§ COMPLETE THE FOLLOWING
A. How many panels make up the installation described in the passage on the Frequency installation?
B. Reproduce the passage on the Frequency installation word for word, between "Set in near" and "a single surface.", inclusive.
C. Summarize the passage on the Frequency installation in two sentences.

== TEXT EXTRACT

Set in near darkness, the patchwork of dark yet translucent sections that make up the 34-panel installation twinkled into illumination through projected video loops. Each of the projections were contained within distinct sections yet tightly bound together in a quilt-like fashion to form a single surface.

The contrast between dark and light, stillness and motion, horizontal and vertical image alignment, made a riveting cocktail and gave the illusion that the artwork was being constructed before your eyes. At first, it seemed as if the entire installation would become completely animated by projections. Doubt set in as sections were activated and deactived in a pattern that seemed  random.

I began to wonder if the shimmering images were meant to occupy the entire surface or if the installation intended to create a build a single crescendo to deliver a crystallizing conclusion (or realization) in the way television sitcoms do. Even though the images were mostly abstract (television static, circular screen tests from the early days of television, and snatches of images from news broadcasts), Frequency had a narrative feel and suggested there may be a conclusion to its implied story.

====
== DATASET EXCERPTS

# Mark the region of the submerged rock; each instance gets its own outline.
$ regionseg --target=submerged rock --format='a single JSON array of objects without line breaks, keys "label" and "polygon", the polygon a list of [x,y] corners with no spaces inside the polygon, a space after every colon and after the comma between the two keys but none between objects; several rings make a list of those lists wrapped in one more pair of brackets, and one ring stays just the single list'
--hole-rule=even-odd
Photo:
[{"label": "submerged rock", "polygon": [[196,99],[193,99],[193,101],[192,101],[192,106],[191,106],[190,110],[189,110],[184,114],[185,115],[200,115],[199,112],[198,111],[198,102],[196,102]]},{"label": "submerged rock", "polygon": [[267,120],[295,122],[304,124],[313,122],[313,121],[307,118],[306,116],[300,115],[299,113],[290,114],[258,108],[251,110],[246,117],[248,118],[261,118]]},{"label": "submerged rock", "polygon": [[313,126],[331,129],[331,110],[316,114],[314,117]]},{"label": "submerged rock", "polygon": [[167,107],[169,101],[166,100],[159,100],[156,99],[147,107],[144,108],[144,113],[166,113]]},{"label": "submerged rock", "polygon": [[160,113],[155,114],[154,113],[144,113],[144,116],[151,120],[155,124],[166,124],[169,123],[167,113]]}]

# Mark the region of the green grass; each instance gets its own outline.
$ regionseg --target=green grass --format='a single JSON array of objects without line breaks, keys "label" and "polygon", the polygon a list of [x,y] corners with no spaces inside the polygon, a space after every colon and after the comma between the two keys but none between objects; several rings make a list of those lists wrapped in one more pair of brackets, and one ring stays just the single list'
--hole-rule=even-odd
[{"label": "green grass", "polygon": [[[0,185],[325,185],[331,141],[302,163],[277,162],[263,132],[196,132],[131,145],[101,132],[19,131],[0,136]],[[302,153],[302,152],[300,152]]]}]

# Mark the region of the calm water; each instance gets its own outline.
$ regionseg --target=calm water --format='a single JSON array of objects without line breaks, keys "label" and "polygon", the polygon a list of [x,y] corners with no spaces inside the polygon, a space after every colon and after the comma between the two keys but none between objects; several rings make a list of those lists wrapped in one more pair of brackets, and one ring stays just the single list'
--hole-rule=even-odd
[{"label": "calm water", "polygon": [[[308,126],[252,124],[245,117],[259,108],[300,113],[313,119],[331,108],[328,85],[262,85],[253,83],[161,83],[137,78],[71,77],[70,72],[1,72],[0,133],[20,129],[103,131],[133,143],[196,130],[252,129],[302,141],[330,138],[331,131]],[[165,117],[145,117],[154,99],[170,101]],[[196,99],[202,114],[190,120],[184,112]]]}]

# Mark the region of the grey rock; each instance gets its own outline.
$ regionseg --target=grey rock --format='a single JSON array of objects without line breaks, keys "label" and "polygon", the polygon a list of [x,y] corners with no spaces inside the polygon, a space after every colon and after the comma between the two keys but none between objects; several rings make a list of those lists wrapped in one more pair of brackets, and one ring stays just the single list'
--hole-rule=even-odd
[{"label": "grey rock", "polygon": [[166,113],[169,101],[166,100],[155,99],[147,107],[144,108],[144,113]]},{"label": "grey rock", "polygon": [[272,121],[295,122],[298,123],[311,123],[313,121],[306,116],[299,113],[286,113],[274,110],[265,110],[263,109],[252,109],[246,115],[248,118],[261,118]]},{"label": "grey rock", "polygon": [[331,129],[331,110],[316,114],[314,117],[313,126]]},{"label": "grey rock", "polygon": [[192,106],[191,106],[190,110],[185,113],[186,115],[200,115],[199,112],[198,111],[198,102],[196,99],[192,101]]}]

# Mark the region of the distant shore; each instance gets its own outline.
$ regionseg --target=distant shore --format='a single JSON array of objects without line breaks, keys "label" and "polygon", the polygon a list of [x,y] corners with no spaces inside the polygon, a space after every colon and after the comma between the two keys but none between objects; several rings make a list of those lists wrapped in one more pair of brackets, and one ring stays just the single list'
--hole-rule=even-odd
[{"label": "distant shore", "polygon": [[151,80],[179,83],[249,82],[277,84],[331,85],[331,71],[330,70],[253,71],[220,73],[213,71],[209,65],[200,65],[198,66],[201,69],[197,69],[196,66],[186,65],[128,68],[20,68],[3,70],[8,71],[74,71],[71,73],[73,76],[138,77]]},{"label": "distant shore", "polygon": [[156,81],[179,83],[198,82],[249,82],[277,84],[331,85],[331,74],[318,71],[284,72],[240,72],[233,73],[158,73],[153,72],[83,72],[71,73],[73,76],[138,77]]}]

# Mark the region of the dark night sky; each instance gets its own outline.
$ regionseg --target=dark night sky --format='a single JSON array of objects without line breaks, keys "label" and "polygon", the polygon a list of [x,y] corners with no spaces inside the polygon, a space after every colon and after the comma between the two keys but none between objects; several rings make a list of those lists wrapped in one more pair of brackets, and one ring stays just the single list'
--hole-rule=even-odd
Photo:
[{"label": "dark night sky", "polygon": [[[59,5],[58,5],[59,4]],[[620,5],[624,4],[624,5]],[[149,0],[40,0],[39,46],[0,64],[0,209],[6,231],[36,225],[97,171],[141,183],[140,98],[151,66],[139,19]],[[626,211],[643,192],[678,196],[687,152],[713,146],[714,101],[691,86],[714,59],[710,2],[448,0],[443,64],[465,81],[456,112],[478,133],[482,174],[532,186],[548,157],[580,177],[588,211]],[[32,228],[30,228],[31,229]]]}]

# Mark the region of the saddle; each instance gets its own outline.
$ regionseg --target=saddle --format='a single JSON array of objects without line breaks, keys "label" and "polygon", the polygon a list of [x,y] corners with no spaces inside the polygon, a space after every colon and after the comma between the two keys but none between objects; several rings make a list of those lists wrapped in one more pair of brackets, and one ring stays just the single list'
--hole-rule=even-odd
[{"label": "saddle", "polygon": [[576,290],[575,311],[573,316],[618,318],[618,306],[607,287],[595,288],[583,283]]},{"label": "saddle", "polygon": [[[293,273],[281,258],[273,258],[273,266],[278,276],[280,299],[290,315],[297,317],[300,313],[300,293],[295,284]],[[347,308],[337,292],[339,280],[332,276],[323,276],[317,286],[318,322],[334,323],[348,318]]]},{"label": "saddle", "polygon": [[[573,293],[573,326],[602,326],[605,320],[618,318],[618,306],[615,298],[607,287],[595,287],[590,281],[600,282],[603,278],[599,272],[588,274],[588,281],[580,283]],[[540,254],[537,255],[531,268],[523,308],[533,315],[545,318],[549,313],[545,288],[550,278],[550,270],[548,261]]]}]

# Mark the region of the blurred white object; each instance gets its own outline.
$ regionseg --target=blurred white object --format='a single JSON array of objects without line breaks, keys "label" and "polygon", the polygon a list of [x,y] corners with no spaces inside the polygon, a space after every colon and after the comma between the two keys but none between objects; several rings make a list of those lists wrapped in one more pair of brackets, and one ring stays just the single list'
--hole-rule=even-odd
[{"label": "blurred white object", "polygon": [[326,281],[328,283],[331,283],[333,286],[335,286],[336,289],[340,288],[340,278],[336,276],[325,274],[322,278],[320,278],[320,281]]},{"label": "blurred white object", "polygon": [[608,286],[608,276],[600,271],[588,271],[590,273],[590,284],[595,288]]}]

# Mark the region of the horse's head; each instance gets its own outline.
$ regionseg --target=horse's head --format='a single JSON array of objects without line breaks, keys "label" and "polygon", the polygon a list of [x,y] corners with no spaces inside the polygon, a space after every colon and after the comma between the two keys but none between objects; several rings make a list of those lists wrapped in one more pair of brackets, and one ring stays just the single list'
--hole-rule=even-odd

====

§ SOLUTIONS BY TASK
A. 34 panels.

B.
Set in near darkness, the patchwork of dark yet translucent sections that make up the 34-panel installation twinkled into illumination through projected video loops. Each of the projections were contained within distinct sections yet tightly bound together in a quilt-like fashion to form a single surface.

C. Frequency is a 34-panel installation set in near darkness, whose dark, translucent sections light up through projected video loops joined into a single quilt-like surface. Its sections switched on and off in a seemingly random pattern, and although its images were mostly abstract, such as television static and early screen tests, the work had a narrative feel that suggested a conclusion.